In the records below, locate each line that contains the word "driveway" and copy those lines.

Data lines
##############################

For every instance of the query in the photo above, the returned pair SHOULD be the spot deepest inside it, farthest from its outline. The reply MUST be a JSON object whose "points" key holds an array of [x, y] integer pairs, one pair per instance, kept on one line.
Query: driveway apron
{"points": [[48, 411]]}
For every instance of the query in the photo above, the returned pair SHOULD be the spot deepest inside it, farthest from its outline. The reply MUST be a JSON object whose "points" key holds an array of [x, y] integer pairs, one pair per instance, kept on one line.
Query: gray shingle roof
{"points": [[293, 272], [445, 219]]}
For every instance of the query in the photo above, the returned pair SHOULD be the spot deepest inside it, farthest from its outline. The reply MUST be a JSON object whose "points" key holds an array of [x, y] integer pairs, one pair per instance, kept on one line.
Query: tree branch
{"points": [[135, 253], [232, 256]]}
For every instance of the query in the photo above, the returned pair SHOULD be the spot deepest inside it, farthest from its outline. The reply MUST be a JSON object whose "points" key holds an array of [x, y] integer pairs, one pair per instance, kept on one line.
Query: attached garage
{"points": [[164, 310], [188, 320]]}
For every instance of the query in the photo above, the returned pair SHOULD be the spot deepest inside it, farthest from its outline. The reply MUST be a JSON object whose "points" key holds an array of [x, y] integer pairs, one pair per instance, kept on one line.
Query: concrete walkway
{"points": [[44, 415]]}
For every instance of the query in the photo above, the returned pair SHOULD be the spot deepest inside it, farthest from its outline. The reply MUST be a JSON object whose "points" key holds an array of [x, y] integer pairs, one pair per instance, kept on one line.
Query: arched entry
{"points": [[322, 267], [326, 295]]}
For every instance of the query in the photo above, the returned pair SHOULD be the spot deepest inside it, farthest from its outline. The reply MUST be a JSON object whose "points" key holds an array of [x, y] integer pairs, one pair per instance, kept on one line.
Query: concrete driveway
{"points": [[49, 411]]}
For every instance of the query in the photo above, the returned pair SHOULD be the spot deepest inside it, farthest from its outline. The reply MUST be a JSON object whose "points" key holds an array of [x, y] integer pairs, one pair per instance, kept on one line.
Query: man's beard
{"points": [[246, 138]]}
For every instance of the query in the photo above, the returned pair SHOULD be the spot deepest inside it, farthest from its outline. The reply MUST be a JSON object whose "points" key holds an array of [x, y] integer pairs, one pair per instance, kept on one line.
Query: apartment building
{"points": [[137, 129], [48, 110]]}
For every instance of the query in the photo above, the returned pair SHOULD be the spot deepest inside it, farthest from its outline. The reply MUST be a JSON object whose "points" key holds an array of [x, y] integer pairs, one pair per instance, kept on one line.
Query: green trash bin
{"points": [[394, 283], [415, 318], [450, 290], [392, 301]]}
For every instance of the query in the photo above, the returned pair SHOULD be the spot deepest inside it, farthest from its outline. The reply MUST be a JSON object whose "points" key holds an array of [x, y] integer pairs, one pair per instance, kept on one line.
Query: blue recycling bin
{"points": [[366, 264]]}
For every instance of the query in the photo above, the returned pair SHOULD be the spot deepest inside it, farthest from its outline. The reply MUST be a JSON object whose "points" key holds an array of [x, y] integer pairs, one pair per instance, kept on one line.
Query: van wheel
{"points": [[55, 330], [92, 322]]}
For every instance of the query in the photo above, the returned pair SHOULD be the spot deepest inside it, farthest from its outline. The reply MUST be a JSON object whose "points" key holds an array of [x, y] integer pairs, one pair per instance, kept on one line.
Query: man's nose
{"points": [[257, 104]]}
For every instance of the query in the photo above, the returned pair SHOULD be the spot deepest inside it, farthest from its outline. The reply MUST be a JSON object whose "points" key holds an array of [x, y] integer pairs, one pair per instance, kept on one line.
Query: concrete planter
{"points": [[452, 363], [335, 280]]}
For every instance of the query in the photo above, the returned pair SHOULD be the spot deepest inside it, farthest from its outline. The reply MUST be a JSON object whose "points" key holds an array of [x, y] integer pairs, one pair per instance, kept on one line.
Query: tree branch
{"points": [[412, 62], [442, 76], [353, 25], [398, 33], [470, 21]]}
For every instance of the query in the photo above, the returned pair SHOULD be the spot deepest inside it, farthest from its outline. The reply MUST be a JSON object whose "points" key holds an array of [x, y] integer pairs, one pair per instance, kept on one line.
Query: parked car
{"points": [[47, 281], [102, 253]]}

##############################

- **ANSWER TO THE TASK**:
Query: driveway apron
Query: concrete driveway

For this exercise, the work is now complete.